:: Tarea ::
Edita todas las filas de abajo y vuelve a escribirlas con "drop a dot" sustituido por "place a point", sin cambiar nada más.

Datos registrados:
"""
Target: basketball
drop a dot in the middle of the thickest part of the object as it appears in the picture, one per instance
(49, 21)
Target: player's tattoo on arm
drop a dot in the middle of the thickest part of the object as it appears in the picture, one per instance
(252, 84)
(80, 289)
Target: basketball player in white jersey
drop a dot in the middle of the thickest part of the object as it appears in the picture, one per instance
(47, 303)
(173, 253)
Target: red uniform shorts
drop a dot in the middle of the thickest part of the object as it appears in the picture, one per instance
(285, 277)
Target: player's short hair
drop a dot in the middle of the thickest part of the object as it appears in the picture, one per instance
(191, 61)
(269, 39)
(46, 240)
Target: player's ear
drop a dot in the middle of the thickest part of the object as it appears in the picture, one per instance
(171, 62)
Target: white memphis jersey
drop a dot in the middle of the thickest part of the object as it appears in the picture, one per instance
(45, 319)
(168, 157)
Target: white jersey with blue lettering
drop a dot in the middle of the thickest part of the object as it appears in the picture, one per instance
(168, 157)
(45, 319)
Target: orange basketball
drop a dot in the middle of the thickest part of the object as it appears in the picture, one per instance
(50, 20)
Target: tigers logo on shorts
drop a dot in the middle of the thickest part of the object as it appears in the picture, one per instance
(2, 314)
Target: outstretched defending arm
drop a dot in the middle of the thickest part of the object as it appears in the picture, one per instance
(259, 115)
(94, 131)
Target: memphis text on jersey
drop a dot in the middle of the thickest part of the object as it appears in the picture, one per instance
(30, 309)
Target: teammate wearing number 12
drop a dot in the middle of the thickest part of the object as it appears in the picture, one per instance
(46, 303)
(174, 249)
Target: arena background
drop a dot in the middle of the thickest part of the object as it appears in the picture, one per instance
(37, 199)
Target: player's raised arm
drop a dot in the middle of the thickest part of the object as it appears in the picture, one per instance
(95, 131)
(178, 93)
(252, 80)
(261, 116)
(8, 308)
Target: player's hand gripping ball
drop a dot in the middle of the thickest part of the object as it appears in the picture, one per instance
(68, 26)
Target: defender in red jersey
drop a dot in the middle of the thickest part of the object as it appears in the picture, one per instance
"""
:: Respuesta ::
Target: basketball
place a point in the middle of the thickest part of the object as it appears in the picture, one per instance
(49, 21)
Target: player's tattoo on arm
place a point in the middle of the thickest part of the object as it appears in the picture, one per instance
(252, 84)
(80, 289)
Target: basketball player in white jersey
place a point in the middle of the thickest part of the object as it appears in the picture, one per instance
(47, 303)
(173, 253)
Target: red uniform shorts
place a point in the middle of the thickest part of the object as it appears in the picture, one per instance
(285, 277)
Target: player's short hair
place a point in the middle of the thickest part of the object as it appears in the picture, one per instance
(191, 61)
(269, 39)
(46, 240)
Target: player's ear
place a point in the middle of the thickest part of the object as it appears in the picture, one per instance
(171, 62)
Target: white memphis jersey
place a point in the middle of the thickest part of the object as it appears in the picture, one per instance
(45, 319)
(168, 157)
Target: white jersey with blue lettering
place a point in the middle of the thickest part of the object as it appears in the picture, one per instance
(168, 157)
(45, 319)
Target: orange basketball
place a point in the middle of the thickest part of the object as it appears in the picture, one per instance
(50, 20)
Target: tigers logo on shorts
place a point in the middle of the thickest part of the object as it appears in the picture, one per instance
(2, 314)
Target: outstretched defending arm
place a point in the middle of the thickest part of the object as it appears in the picture, one per instance
(259, 115)
(94, 131)
Target: memphis text on jersey
place a point in the middle of the thickest part of the object as it appears in the picture, one per instance
(30, 309)
Target: teammate wearing number 12
place a point in the middle of the thickest part of the object as it appears in the picture, one per instance
(46, 303)
(174, 249)
Target: arena background
place a point in the middle of the thickest part of the object as it appears in the picture, one per instance
(37, 199)
Target: player's raised arm
place a point in the middle of the thickest part of the object as it appears in the picture, one per instance
(95, 131)
(178, 93)
(252, 80)
(261, 116)
(8, 308)
Target: player's hand gripping ball
place a point in the middle of the thickest part of the object as it appears in the picture, one per instance
(68, 26)
Target: defender in red jersey
place a point in the middle of the thickest part of the object as it appears in the picture, one per instance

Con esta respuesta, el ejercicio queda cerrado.